Saved data entries:
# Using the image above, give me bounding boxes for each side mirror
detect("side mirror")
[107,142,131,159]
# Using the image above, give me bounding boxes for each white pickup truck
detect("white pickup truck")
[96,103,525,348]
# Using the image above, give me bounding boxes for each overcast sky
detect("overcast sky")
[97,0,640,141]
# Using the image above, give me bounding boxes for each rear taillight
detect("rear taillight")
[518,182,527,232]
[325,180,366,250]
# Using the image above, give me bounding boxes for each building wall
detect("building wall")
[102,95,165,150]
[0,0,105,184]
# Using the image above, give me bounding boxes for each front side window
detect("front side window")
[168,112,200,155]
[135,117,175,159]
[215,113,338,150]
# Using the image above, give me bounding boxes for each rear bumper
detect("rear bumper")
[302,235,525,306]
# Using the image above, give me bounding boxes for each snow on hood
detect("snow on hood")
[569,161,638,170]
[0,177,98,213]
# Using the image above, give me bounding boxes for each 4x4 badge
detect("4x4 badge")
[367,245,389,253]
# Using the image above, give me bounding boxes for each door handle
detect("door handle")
--
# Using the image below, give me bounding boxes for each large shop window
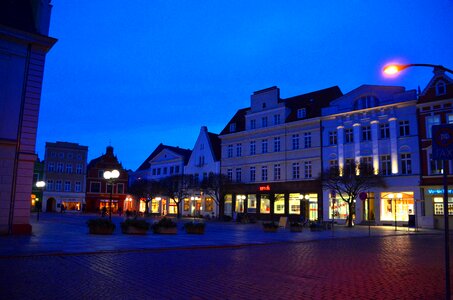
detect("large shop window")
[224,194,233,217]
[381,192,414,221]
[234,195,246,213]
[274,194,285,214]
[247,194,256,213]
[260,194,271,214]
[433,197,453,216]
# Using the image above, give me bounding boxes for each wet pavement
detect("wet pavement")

SET EXERCISE -> Recast the records from the line containing "each side mirror" through the line containing "[97,0,640,141]", both ends included, as a Markdown table with the columns Row and Entry. Number each line in order and skip any blank lines.

RIGHT ANSWER ->
| Row | Entry |
|---|---|
| 1 | # Using the image above, give me bounding boxes for each side mirror |
| 2 | detect("side mirror") |
| 3 | [107,142,131,159] |
| 4 | # Using the image above, give me bounding boxes for each white pickup truck |
| 5 | detect("white pickup truck") |
| 6 | [96,103,525,348] |
| 7 | # Using the image above, give me bounding boxes for each overcast sky |
| 8 | detect("overcast sky") |
| 9 | [97,0,640,141] |